Stored items from a collection
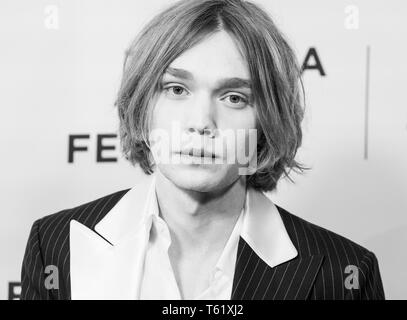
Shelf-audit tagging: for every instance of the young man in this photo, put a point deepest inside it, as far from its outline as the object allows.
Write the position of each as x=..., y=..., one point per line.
x=199, y=225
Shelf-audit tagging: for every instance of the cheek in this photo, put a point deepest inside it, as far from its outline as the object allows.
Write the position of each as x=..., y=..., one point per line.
x=162, y=116
x=237, y=119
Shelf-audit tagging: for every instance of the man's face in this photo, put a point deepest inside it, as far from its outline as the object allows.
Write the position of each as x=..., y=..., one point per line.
x=205, y=104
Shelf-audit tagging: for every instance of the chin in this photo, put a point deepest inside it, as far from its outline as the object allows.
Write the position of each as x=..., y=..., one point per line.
x=200, y=178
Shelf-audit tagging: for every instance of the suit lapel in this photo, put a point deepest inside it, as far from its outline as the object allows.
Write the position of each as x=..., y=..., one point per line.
x=256, y=280
x=106, y=263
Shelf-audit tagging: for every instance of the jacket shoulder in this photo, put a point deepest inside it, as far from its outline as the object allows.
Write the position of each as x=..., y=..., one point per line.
x=348, y=270
x=52, y=227
x=311, y=239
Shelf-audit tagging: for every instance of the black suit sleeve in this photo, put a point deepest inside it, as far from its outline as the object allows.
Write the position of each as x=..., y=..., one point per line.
x=371, y=285
x=32, y=272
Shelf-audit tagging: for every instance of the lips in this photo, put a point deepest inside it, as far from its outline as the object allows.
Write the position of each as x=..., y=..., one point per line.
x=198, y=153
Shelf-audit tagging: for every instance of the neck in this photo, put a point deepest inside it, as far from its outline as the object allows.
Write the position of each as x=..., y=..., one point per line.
x=199, y=221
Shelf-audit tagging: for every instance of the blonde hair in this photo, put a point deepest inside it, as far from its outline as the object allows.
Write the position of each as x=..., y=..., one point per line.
x=274, y=70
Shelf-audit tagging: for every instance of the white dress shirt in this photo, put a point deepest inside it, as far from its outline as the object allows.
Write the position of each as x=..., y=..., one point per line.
x=158, y=280
x=118, y=259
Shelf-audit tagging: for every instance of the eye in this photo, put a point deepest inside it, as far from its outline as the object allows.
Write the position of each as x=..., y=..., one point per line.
x=237, y=100
x=176, y=90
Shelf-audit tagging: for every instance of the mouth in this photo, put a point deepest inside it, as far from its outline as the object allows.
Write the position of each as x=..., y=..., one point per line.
x=199, y=153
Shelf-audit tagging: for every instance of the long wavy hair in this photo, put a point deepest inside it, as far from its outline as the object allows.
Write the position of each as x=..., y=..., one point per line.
x=275, y=73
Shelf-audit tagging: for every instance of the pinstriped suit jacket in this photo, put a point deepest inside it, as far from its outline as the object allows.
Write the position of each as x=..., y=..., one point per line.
x=318, y=272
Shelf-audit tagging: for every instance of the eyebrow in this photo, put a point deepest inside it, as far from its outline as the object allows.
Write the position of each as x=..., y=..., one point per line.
x=226, y=83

■ Short exercise
Swap "cheek" for "forehead" in the stretch of the listing from the line containing "Shelf-audit tagging: for every instance of the cheek" through the line containing "x=237, y=119", and give back only those lines with everything else unchanged.

■ Complete response
Shelf-audit tagging: for every instance of the forehead in this photo, put a point deepest inside it, as far from its outline as the object allows.
Write the position of each as x=..., y=..., one point per line.
x=162, y=116
x=237, y=119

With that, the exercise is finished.